* Set task
Copy out the final stretch of the listing: the line that contains "[segment] console table" and all lines after it, exactly as they appear.
** begin **
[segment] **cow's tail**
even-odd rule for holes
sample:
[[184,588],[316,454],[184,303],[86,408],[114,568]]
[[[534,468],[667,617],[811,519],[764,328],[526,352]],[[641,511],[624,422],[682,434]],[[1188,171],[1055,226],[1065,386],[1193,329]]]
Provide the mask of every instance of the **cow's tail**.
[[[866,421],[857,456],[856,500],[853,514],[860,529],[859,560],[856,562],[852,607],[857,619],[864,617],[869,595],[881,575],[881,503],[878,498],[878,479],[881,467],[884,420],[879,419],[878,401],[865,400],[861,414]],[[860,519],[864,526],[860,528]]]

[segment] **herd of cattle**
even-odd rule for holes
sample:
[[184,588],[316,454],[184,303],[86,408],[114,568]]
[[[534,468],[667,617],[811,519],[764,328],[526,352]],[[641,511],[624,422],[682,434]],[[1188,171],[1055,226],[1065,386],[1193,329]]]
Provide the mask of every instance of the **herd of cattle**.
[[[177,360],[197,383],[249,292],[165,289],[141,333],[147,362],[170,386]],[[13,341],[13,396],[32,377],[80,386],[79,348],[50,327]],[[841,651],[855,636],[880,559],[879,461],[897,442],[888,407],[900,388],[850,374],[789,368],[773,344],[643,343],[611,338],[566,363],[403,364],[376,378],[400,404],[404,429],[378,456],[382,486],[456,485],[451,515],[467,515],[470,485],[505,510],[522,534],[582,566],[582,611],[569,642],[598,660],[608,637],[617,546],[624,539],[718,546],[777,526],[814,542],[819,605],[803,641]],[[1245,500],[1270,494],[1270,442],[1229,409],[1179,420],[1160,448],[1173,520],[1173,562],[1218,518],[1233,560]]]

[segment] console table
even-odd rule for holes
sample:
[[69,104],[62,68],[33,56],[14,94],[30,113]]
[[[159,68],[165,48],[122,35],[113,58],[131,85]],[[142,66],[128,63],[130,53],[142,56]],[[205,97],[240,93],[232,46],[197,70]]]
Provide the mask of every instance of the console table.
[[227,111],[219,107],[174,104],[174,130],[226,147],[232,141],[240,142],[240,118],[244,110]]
** end **
* Exercise result
[segment] console table
even-odd rule for holes
sample:
[[69,104],[62,68],[33,56],[14,94],[30,113]]
[[[159,68],[165,48],[122,35],[113,58],[131,85]],[[142,66],[128,63],[130,53],[142,56]],[[205,97],[240,93],[232,46],[197,70]]]
Provide the mask of every instance of the console table.
[[227,111],[219,107],[174,104],[174,130],[226,147],[232,141],[240,142],[240,118],[244,110]]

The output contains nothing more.